> **Exercise instructions**
Whenever a line below holds the word "woman", copy that line.

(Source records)

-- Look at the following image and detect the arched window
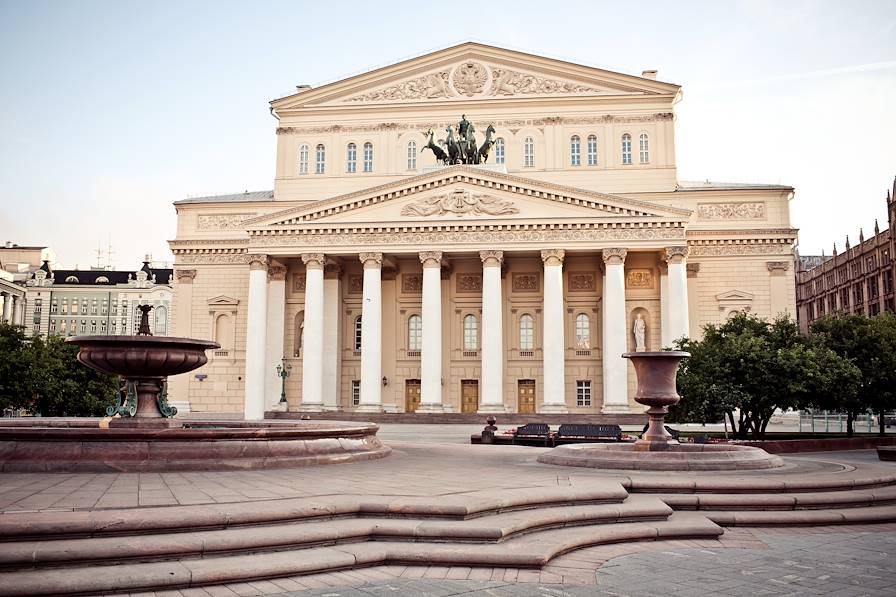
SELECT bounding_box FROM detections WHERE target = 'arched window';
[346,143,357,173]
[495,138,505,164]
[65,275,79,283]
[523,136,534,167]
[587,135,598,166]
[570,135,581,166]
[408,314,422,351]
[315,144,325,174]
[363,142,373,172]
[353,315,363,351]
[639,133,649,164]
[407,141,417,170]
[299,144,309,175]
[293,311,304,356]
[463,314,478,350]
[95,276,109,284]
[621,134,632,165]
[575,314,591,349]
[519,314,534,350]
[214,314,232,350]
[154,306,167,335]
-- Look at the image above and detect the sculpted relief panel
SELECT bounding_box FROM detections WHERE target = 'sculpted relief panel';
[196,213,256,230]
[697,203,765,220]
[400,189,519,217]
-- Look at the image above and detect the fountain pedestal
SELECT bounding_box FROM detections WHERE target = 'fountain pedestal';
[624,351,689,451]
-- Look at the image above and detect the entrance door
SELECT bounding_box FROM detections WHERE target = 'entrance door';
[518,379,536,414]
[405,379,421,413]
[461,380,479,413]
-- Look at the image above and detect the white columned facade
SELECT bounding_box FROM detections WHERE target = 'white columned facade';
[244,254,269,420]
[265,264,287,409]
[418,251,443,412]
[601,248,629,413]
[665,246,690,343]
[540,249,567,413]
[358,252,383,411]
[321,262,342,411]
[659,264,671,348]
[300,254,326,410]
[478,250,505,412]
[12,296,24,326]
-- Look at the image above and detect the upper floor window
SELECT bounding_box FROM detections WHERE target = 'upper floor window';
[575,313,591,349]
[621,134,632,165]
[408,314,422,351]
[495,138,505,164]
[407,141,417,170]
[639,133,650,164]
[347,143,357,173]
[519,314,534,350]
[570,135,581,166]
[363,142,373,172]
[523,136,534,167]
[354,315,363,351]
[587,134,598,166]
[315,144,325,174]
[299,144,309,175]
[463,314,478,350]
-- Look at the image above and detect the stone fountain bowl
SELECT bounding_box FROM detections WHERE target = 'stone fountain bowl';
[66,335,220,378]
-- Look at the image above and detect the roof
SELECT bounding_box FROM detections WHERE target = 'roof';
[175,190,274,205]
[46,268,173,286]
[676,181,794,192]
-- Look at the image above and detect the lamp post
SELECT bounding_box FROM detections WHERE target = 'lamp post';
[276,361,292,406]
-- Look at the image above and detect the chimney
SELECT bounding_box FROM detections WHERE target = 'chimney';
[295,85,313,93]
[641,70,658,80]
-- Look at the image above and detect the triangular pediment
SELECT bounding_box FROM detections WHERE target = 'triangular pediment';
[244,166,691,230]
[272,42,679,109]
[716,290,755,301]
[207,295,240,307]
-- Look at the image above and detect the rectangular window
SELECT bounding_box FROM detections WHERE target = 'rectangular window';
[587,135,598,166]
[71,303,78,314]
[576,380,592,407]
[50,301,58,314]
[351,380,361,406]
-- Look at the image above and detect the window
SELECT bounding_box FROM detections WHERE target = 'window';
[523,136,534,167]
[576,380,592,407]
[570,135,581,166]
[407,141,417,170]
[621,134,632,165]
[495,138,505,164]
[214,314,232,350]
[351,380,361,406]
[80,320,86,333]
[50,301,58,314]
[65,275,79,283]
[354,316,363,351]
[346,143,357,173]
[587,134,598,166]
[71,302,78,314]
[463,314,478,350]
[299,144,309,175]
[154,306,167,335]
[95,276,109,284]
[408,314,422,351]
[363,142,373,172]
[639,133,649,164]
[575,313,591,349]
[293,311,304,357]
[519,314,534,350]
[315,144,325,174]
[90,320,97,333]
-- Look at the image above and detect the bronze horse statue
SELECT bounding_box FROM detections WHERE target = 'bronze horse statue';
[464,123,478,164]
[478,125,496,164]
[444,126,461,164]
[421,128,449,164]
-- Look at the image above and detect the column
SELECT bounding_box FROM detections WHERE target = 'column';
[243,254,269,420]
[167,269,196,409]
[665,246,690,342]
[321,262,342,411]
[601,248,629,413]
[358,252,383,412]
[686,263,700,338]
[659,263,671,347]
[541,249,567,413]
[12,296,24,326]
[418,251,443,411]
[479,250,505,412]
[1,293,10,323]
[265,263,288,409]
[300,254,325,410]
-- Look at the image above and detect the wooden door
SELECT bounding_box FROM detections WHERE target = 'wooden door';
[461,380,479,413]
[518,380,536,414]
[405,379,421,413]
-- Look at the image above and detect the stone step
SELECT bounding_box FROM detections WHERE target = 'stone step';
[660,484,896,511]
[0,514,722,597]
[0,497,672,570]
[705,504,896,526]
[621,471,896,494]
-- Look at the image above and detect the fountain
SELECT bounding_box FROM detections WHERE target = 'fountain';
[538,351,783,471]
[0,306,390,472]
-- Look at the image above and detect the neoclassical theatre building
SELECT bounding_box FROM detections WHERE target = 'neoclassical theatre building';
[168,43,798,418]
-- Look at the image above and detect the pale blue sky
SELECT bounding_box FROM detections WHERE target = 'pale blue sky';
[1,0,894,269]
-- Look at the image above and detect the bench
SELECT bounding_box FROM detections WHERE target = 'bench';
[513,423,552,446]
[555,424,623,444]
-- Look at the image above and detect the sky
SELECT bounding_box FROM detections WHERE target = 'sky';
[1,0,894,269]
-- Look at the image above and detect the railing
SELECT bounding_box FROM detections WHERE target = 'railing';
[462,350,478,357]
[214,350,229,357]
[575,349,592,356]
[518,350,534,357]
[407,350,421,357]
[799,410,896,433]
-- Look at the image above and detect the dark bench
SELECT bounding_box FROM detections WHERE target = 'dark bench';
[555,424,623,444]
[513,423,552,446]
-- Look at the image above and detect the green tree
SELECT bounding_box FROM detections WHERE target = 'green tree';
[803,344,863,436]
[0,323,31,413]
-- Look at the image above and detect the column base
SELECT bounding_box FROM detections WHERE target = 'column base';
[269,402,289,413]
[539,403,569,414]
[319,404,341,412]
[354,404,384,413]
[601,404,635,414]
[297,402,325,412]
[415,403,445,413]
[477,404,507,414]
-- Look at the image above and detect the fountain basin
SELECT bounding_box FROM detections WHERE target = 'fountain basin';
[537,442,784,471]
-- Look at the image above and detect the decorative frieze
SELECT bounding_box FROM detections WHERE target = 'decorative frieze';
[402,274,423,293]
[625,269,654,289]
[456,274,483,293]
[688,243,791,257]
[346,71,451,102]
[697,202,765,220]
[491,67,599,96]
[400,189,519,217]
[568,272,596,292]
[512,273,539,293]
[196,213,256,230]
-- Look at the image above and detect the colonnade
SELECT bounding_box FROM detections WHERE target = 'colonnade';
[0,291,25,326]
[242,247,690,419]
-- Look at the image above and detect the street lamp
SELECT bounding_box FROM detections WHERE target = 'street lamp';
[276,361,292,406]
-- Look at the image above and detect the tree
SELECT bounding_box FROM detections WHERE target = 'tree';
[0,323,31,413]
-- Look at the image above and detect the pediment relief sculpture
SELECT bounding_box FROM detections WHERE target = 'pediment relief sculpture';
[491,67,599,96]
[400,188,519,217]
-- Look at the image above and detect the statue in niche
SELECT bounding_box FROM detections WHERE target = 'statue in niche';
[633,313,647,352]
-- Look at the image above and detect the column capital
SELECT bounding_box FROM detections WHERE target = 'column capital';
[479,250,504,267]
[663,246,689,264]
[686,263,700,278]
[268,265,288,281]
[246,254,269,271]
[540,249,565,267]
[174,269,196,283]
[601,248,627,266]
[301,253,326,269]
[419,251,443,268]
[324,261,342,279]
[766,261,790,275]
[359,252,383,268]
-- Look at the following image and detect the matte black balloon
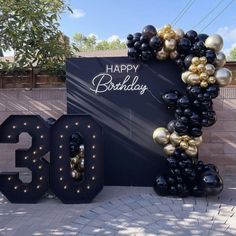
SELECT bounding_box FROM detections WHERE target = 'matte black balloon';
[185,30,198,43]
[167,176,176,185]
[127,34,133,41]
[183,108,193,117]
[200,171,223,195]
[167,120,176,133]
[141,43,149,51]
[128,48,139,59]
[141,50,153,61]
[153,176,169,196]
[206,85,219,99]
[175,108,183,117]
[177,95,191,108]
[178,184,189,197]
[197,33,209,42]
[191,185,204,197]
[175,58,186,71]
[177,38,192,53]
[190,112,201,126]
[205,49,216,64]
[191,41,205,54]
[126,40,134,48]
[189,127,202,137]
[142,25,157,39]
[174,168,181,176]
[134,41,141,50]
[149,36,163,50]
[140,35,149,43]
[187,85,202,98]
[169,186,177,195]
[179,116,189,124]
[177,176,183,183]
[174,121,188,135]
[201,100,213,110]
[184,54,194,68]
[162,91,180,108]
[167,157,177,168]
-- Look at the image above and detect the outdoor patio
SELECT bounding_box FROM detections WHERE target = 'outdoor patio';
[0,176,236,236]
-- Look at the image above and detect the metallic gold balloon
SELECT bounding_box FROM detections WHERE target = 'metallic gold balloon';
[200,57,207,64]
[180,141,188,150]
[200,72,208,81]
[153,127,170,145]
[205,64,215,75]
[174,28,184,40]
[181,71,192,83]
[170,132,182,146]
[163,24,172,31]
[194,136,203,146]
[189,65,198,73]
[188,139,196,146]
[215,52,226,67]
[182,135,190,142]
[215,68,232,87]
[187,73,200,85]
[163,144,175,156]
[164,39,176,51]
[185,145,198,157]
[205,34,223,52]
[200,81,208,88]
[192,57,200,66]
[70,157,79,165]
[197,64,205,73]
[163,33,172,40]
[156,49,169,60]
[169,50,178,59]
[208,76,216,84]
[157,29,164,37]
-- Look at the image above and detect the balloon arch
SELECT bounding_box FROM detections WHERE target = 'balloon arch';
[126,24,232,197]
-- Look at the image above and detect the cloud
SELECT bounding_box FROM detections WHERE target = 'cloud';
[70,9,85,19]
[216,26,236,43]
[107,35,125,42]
--
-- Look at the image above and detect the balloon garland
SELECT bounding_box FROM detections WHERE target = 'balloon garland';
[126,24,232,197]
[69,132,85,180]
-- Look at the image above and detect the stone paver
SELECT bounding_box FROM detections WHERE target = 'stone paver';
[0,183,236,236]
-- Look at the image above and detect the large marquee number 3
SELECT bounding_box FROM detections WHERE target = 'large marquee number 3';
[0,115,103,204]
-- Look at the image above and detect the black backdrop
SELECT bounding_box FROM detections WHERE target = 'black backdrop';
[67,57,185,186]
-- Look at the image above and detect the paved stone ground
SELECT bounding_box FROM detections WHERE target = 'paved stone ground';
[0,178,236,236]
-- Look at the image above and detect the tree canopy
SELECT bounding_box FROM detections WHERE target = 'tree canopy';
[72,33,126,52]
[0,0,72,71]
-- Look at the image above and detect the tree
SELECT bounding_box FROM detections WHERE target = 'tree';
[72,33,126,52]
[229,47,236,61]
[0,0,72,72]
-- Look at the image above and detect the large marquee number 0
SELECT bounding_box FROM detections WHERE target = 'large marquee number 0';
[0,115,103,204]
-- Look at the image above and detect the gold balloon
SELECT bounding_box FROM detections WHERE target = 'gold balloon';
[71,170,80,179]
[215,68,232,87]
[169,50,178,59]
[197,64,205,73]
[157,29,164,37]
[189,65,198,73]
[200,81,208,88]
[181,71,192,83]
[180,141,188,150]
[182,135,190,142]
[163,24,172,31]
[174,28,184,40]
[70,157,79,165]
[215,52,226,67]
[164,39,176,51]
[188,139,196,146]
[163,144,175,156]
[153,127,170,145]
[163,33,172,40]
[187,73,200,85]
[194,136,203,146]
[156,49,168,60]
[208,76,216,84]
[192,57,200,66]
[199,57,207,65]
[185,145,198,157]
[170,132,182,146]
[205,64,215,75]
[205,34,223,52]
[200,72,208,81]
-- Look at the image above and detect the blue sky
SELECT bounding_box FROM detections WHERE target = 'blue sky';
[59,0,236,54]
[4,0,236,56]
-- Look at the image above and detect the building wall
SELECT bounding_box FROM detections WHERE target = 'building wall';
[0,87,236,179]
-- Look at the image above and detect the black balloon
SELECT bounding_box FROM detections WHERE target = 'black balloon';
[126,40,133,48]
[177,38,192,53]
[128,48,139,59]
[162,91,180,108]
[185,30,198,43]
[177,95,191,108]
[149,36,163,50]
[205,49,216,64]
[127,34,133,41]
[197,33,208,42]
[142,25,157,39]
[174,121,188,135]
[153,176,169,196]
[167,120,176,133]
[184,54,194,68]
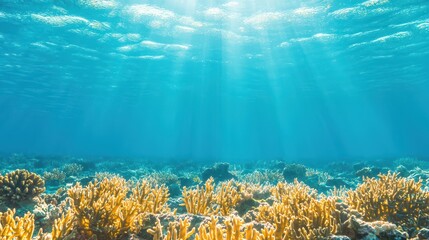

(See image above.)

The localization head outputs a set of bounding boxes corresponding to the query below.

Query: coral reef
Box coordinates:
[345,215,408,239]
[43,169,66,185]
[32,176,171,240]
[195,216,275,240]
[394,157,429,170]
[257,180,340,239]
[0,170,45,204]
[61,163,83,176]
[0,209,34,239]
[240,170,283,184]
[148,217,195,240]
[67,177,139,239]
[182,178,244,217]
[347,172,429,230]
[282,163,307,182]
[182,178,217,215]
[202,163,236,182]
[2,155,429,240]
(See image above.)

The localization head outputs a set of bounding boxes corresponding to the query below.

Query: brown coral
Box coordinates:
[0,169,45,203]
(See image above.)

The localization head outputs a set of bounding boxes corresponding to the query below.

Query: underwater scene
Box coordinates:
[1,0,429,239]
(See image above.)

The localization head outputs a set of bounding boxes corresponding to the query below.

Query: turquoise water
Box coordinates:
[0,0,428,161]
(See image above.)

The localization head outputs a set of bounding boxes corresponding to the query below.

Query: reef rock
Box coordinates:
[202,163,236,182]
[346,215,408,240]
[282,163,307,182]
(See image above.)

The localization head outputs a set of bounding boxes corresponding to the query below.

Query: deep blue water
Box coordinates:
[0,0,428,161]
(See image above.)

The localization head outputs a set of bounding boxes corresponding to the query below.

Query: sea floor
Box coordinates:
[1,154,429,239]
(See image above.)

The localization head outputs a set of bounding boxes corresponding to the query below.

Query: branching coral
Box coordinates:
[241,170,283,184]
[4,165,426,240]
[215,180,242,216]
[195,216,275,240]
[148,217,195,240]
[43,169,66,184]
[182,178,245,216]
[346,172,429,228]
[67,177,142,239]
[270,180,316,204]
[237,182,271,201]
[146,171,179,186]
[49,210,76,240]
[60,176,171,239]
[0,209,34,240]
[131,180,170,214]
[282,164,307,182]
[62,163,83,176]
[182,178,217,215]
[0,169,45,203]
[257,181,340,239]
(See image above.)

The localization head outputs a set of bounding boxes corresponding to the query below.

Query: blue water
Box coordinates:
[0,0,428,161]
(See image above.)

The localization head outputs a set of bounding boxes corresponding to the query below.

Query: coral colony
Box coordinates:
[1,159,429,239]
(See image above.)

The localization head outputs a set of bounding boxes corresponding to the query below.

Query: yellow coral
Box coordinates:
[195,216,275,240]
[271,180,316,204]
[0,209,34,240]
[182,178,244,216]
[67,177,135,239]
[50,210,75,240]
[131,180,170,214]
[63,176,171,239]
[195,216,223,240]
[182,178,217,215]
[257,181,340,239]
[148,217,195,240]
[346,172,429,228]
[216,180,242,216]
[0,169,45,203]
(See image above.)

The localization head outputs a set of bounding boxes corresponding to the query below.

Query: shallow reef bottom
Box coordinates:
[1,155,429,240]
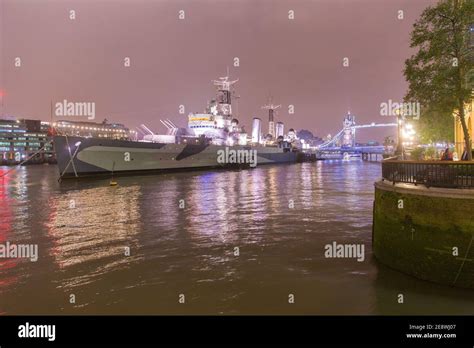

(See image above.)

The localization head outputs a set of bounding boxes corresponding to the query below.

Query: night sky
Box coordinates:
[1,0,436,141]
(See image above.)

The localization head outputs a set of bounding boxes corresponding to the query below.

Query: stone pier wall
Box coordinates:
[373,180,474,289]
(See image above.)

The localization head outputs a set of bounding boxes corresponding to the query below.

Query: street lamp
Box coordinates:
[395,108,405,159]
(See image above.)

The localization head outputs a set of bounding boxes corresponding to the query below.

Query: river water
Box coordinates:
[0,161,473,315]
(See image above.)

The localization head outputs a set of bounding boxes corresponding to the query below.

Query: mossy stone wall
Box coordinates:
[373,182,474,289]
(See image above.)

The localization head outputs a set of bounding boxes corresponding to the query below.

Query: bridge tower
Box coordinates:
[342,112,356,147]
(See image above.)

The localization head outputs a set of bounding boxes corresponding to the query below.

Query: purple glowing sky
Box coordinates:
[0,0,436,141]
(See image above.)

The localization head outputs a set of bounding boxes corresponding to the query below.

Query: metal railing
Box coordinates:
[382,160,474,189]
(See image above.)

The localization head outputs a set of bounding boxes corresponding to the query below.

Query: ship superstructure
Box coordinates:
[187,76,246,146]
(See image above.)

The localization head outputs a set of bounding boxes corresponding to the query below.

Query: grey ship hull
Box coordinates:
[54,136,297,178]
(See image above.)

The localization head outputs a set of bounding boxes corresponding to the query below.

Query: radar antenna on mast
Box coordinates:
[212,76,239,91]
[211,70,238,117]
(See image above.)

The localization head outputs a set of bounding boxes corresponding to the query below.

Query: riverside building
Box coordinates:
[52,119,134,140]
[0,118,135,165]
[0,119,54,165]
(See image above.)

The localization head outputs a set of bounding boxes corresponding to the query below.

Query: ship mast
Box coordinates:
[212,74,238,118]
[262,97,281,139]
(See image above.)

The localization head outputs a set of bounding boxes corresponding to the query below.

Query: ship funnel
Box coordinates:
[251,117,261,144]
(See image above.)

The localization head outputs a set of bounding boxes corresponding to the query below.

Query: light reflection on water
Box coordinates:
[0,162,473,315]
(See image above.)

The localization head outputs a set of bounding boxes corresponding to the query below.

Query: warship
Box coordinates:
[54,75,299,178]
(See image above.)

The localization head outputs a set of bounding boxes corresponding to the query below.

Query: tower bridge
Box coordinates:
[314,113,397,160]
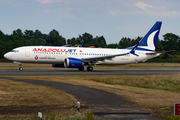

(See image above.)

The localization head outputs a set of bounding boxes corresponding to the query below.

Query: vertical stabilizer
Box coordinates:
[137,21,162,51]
* * *
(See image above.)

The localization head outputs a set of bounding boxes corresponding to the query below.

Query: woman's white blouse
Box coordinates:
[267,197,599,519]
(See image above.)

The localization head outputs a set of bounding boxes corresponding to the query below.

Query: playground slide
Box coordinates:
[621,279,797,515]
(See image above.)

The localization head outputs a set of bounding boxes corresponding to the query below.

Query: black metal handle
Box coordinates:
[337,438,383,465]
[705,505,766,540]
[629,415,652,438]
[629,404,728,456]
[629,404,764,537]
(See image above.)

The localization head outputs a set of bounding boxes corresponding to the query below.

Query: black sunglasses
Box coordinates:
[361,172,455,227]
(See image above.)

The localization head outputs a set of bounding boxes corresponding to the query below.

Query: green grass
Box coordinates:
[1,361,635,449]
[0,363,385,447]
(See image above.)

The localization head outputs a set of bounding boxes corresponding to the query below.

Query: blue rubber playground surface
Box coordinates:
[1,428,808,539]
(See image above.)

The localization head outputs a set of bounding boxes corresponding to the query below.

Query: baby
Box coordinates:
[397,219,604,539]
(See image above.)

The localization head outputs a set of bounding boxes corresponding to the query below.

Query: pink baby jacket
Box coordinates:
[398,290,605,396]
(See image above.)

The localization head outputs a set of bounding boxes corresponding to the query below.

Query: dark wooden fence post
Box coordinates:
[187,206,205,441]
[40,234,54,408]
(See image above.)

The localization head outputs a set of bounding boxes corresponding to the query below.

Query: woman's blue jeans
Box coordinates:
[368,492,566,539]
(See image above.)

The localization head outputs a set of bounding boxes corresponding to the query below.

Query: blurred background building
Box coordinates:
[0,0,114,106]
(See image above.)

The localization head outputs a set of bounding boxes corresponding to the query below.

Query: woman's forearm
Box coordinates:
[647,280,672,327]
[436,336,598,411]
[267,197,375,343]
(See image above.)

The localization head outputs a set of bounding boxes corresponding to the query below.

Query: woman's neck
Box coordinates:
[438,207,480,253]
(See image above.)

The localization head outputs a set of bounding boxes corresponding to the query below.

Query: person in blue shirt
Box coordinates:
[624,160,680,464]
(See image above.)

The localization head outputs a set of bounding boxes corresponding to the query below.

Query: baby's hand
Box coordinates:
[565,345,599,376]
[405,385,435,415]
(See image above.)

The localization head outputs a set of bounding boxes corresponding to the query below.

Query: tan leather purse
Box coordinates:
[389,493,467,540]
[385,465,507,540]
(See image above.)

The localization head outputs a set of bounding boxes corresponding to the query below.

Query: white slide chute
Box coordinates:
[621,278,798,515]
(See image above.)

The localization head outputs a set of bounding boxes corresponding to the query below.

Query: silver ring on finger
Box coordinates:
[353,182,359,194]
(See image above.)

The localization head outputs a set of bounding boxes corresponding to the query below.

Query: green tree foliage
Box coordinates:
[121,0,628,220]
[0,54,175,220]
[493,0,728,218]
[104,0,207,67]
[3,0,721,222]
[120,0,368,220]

> **Solution**
Query: woman's white blouse
Query: woman's blue jeans
Query: woman's forearm
Query: woman's neck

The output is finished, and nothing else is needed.